* [Exercise description]
Reproduce the records from their first line through the line containing "285 508 L 285", leaving out the pictures and keeping the requests and their sample outlines as they are. Rescale only the coordinates in the answer outlines by multiplying each by 1.3 and rounding to the nearest whole number, with halves rounded up.

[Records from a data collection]
══════════════════════════════
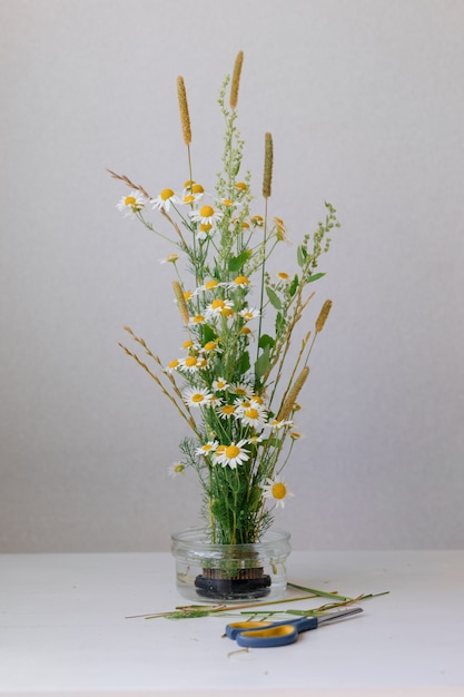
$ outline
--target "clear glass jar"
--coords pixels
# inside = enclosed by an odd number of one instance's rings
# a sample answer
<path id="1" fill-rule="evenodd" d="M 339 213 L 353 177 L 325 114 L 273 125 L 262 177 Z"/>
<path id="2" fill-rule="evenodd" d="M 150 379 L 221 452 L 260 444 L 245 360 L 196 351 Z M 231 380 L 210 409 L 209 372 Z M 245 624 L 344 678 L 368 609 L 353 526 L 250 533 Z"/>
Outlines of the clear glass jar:
<path id="1" fill-rule="evenodd" d="M 190 600 L 277 600 L 287 588 L 290 536 L 269 530 L 253 544 L 211 544 L 208 530 L 187 528 L 171 537 L 177 588 Z"/>

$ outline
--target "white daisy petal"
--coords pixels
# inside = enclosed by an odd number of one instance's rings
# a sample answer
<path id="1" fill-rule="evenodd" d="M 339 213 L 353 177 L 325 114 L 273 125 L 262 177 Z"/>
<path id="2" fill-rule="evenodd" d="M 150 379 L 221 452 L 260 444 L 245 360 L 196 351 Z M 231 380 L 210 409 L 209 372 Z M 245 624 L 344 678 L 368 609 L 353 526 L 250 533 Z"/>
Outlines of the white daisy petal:
<path id="1" fill-rule="evenodd" d="M 285 508 L 285 499 L 295 494 L 288 490 L 287 484 L 279 477 L 274 479 L 268 478 L 267 484 L 263 487 L 263 497 L 265 499 L 272 499 L 275 505 Z"/>

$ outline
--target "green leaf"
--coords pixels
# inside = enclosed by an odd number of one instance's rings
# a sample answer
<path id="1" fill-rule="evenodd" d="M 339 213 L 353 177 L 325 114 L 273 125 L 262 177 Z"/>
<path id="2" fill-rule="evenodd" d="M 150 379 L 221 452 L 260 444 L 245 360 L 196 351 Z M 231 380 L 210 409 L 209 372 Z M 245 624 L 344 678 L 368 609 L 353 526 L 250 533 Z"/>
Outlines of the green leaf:
<path id="1" fill-rule="evenodd" d="M 280 332 L 285 328 L 285 318 L 282 312 L 276 314 L 276 335 L 278 336 Z"/>
<path id="2" fill-rule="evenodd" d="M 265 346 L 260 356 L 256 360 L 255 363 L 255 375 L 258 380 L 266 374 L 268 367 L 270 366 L 269 361 L 269 346 Z"/>
<path id="3" fill-rule="evenodd" d="M 305 249 L 305 247 L 303 247 L 303 245 L 299 245 L 299 247 L 296 251 L 296 261 L 298 262 L 299 266 L 304 266 L 305 265 L 305 261 L 307 257 L 308 253 Z"/>
<path id="4" fill-rule="evenodd" d="M 245 252 L 241 252 L 238 256 L 233 256 L 229 259 L 229 271 L 240 271 L 245 262 L 247 262 L 250 256 L 250 249 L 245 249 Z"/>
<path id="5" fill-rule="evenodd" d="M 238 370 L 240 371 L 240 375 L 245 375 L 249 371 L 250 361 L 248 351 L 244 351 L 240 355 L 240 362 L 238 364 Z"/>
<path id="6" fill-rule="evenodd" d="M 216 338 L 216 332 L 213 330 L 213 327 L 210 327 L 208 324 L 204 324 L 203 325 L 203 340 L 205 344 L 208 341 L 215 341 L 215 338 Z"/>
<path id="7" fill-rule="evenodd" d="M 280 303 L 280 298 L 278 297 L 277 293 L 275 291 L 273 291 L 273 288 L 269 288 L 269 286 L 266 286 L 266 293 L 267 293 L 267 297 L 269 298 L 270 304 L 276 310 L 280 310 L 282 303 Z"/>
<path id="8" fill-rule="evenodd" d="M 312 274 L 306 278 L 306 283 L 313 283 L 313 281 L 318 281 L 323 276 L 325 276 L 326 272 L 322 272 L 320 274 Z"/>
<path id="9" fill-rule="evenodd" d="M 263 334 L 263 336 L 260 336 L 258 341 L 258 346 L 259 348 L 265 348 L 266 346 L 269 346 L 272 348 L 275 343 L 276 342 L 272 336 L 269 336 L 269 334 Z"/>
<path id="10" fill-rule="evenodd" d="M 292 281 L 290 285 L 288 286 L 288 293 L 290 297 L 295 295 L 298 284 L 299 284 L 298 274 L 295 274 L 295 278 Z"/>

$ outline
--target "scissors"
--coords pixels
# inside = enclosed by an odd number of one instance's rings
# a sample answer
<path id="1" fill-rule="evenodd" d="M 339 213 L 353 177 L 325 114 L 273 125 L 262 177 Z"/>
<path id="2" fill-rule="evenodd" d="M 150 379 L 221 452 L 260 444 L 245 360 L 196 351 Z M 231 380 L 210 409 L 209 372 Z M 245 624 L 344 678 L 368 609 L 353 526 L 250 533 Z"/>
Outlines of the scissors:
══════════════════════════════
* [Task solution]
$ outline
--target "clear glass jar"
--coords pixels
# inside = enclosed by an odd number of one instance's rings
# a sample answer
<path id="1" fill-rule="evenodd" d="M 339 213 L 353 177 L 325 114 L 273 125 L 262 177 Z"/>
<path id="2" fill-rule="evenodd" d="M 150 379 L 221 452 L 260 444 L 245 360 L 196 351 Z M 231 380 L 210 409 L 209 372 Z M 245 624 L 344 678 L 368 609 L 353 526 L 250 533 Z"/>
Outlines of the clear glass jar:
<path id="1" fill-rule="evenodd" d="M 247 780 L 360 780 L 373 764 L 377 697 L 350 689 L 329 707 L 274 707 L 270 689 L 243 686 L 222 698 L 230 764 Z"/>

$ outline
--target "white daisy petal"
--coords pixels
# inside = enclosed by an odd number of one instance's rings
# a sample answer
<path id="1" fill-rule="evenodd" d="M 339 213 L 353 177 L 325 114 L 273 125 L 262 177 Z"/>
<path id="2" fill-rule="evenodd" d="M 150 379 L 221 452 L 260 444 L 245 360 L 196 351 Z M 231 380 L 210 409 L 209 372 Z M 245 624 L 344 678 L 368 609 L 353 526 L 250 533 Z"/>
Outlines of the white daisy petal:
<path id="1" fill-rule="evenodd" d="M 371 660 L 371 649 L 384 642 L 374 637 L 373 629 L 363 620 L 356 623 L 348 621 L 347 629 L 342 633 L 342 646 L 345 649 L 354 649 L 358 657 Z"/>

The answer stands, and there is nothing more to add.